# Start of Records supplied

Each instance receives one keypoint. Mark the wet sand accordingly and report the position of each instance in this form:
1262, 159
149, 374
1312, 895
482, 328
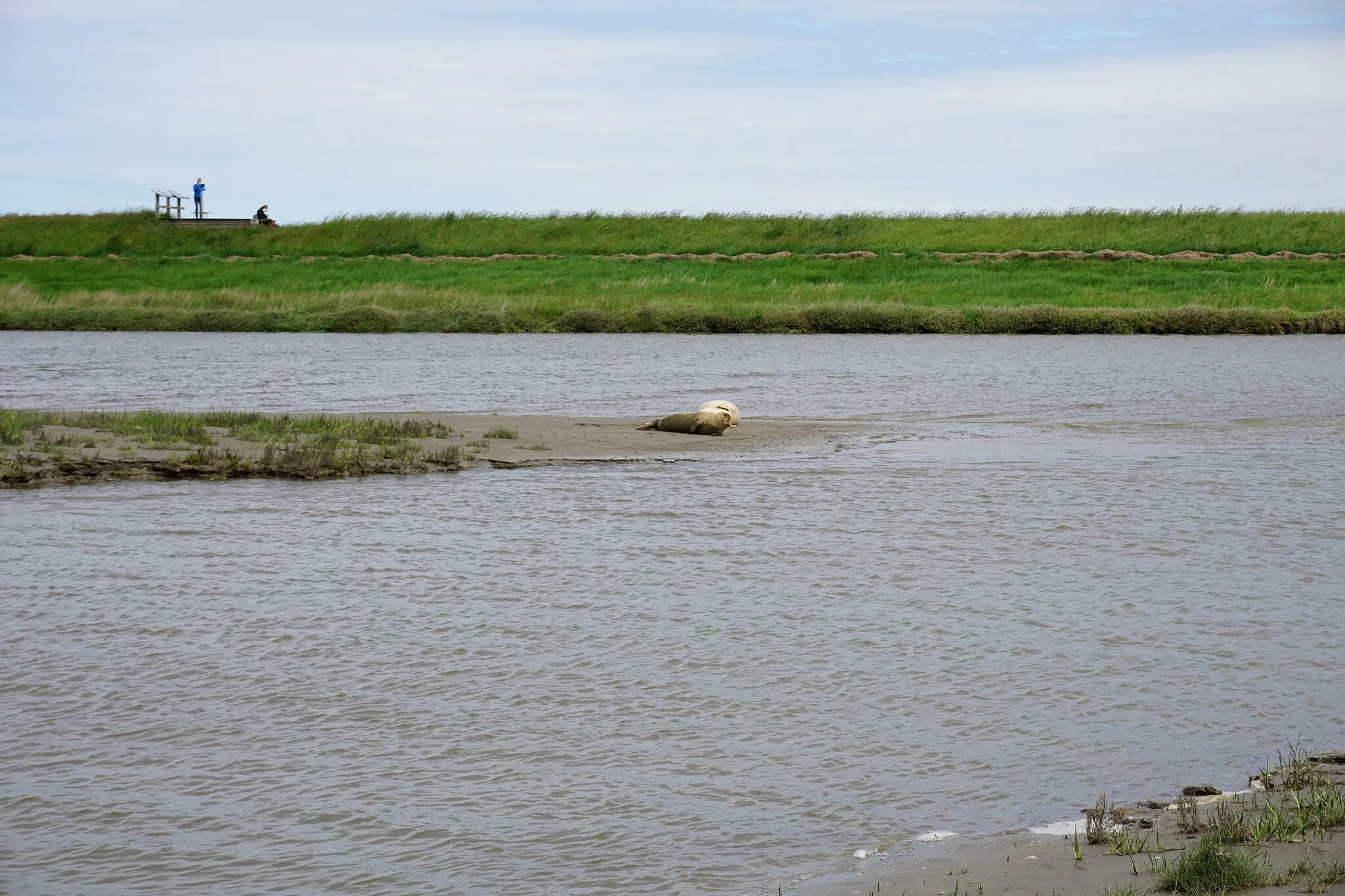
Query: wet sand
1042, 864
92, 456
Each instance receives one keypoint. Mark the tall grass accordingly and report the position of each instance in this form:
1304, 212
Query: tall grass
482, 234
1211, 868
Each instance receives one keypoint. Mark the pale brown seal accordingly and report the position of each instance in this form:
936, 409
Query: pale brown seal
720, 405
698, 423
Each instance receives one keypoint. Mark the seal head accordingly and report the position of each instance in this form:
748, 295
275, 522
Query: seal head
720, 405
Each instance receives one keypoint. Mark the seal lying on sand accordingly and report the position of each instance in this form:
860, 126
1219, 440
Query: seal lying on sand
698, 423
720, 405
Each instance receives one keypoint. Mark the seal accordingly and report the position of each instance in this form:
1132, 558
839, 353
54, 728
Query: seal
720, 405
698, 423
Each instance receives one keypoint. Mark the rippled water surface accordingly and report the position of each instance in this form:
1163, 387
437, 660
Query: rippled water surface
1066, 565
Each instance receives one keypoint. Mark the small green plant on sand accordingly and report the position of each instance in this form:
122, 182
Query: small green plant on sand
1211, 868
1113, 889
1102, 820
1126, 843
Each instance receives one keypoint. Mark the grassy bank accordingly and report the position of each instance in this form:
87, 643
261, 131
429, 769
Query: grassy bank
343, 276
793, 295
39, 448
136, 234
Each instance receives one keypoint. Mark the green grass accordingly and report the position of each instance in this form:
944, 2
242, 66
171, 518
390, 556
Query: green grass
346, 292
303, 448
481, 234
581, 295
256, 427
1211, 868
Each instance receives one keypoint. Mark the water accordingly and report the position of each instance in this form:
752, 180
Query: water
1060, 566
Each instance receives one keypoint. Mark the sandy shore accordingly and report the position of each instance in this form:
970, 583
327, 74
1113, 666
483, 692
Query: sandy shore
79, 454
1043, 864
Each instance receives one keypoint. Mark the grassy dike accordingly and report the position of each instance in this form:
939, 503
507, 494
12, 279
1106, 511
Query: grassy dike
129, 272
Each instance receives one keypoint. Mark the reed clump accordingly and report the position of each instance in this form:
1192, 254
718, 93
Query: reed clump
1211, 868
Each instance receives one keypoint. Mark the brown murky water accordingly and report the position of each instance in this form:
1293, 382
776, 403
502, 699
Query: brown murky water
1064, 565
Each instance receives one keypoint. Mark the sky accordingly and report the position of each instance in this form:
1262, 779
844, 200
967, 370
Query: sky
331, 108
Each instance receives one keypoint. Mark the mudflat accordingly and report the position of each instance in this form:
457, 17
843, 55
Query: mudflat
1277, 837
53, 448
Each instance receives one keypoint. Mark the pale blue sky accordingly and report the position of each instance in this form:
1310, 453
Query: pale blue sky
740, 105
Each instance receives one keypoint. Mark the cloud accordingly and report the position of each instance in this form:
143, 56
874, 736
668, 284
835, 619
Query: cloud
334, 108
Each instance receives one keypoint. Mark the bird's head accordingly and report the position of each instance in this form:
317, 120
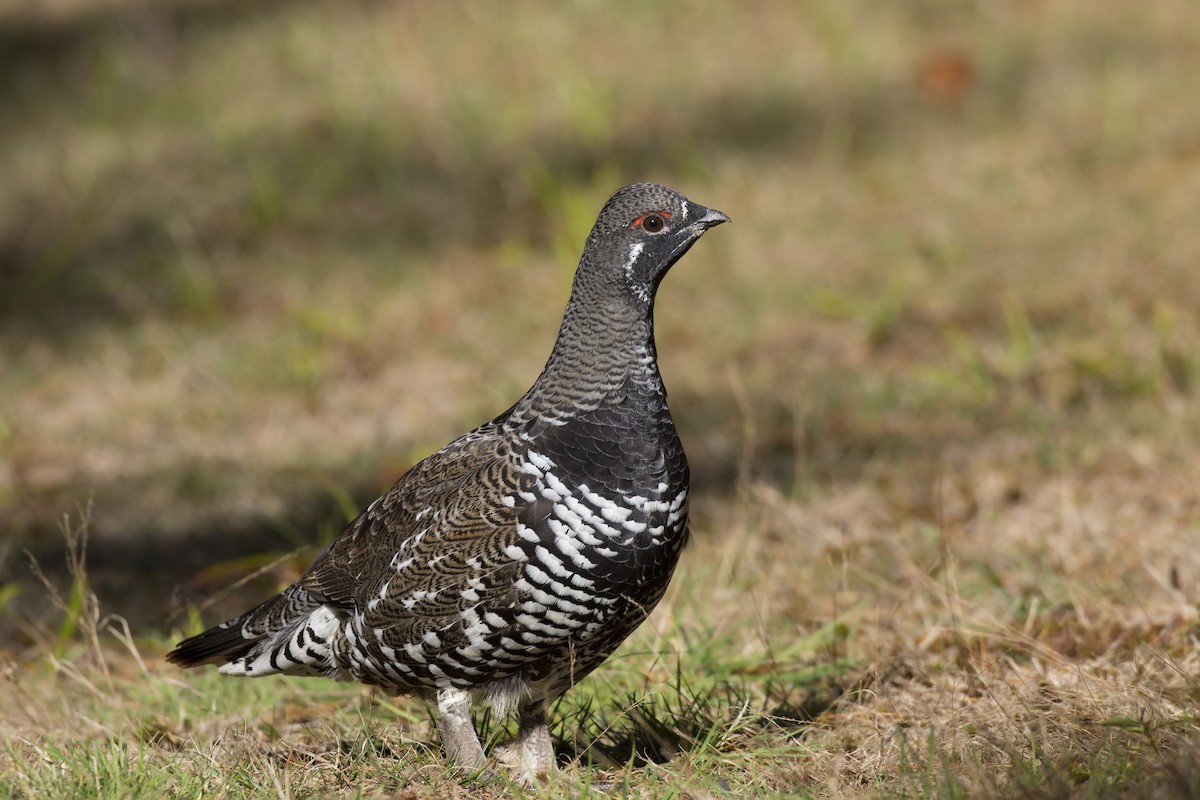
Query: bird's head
641, 232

# End of Records supplied

■ **Exercise objective**
Reproduce word for word the lines of the data above, from the line containing "Each instance receives one keypoint. Mark the bird's" through the end of the data, both included, and leave out the pictures.

■ **Written solution**
Each instance receives one keypoint. Mark the bird's head accordingly and report the position of each instance in this form:
317, 120
Query: bird's head
641, 232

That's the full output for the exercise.